■ **What you are asked to do**: Retype each line of the listing below exactly as it appears, keeping every line in its original order.

■ **Extracted entries**:
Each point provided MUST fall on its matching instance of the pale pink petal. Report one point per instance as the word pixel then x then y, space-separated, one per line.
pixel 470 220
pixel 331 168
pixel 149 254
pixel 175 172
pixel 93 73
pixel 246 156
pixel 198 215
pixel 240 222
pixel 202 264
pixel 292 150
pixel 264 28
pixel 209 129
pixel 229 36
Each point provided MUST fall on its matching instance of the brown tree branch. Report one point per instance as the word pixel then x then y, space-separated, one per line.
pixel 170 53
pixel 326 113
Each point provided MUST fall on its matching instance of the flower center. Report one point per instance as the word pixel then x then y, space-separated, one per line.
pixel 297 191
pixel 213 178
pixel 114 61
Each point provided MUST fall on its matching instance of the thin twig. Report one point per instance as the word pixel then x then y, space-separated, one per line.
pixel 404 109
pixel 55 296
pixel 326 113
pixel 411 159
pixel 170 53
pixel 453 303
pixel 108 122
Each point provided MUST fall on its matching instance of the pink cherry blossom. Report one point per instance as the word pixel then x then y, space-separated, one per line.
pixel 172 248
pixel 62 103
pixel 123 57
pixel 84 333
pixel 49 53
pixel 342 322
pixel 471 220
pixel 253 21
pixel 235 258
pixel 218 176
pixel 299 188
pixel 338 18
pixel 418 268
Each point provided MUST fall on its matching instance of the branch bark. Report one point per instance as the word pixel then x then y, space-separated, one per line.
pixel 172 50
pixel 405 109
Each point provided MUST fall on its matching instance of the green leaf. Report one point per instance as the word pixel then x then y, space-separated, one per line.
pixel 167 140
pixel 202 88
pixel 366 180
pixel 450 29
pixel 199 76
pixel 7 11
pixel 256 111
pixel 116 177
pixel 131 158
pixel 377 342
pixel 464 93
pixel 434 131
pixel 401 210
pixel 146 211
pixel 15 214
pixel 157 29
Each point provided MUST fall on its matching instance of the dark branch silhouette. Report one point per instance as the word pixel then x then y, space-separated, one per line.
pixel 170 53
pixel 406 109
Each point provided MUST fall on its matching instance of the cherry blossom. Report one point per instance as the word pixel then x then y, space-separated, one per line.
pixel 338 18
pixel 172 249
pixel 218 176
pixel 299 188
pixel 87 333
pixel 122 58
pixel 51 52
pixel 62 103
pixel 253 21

■ **Result of this exercise**:
Each point provided MUST fall on its matching instance of the pale pink petal. Report one point per instance as the word pixel then x then y, space-separated, one per line.
pixel 470 220
pixel 331 168
pixel 149 254
pixel 175 172
pixel 93 73
pixel 246 156
pixel 198 215
pixel 240 222
pixel 202 264
pixel 292 150
pixel 264 28
pixel 209 129
pixel 229 36
Each point provided MUST fall on its matching instance of the brown tree branch. Report one point per instance as the word pixel then x then y, space-separated, one per line.
pixel 170 53
pixel 326 113
Each point provided MUST fall on its matching instance of the flower center. Report one point per instance as the word pixel then x then y, space-separated, one per line.
pixel 297 191
pixel 213 178
pixel 114 61
Each point provided MUST fall on its matching instance of the thin twig. Report one point per instance as the word pixel then x then y, space-separated, one per line.
pixel 404 109
pixel 55 296
pixel 326 113
pixel 411 159
pixel 170 53
pixel 453 303
pixel 108 122
Each point provided MUST fall on its matching instance of the pink cherry blossom. Report one point per instance as the word pixel then x then y, space-separated, one per line.
pixel 172 248
pixel 62 103
pixel 123 57
pixel 84 333
pixel 49 53
pixel 342 322
pixel 471 220
pixel 253 21
pixel 235 258
pixel 218 176
pixel 299 188
pixel 338 18
pixel 418 268
Each point provided MUST fall on its matching instance of the branch bark. Report one point per instance as the word pixel then x then y, space-separated, one per line.
pixel 172 50
pixel 405 109
Each point provided MUST fall on its matching instance of the green leaf. Report one point per instance as the word pixel then x then y, space-separated, one per line.
pixel 167 140
pixel 202 88
pixel 366 180
pixel 450 29
pixel 199 76
pixel 7 11
pixel 256 111
pixel 116 177
pixel 131 158
pixel 377 342
pixel 464 93
pixel 434 131
pixel 401 210
pixel 146 211
pixel 15 214
pixel 157 29
Each point provided MUST fall on its matching instance of the dark branch silhouette. Report one point per instance as the word pixel then x then y, space-separated, one per line.
pixel 170 53
pixel 406 109
Each point provided MUST fall on its matching instance of the cherry blossom. Report one point per instance as the word pixel then x then y, space-separated, one per line.
pixel 338 18
pixel 172 249
pixel 218 176
pixel 299 188
pixel 87 333
pixel 122 58
pixel 51 52
pixel 62 103
pixel 253 21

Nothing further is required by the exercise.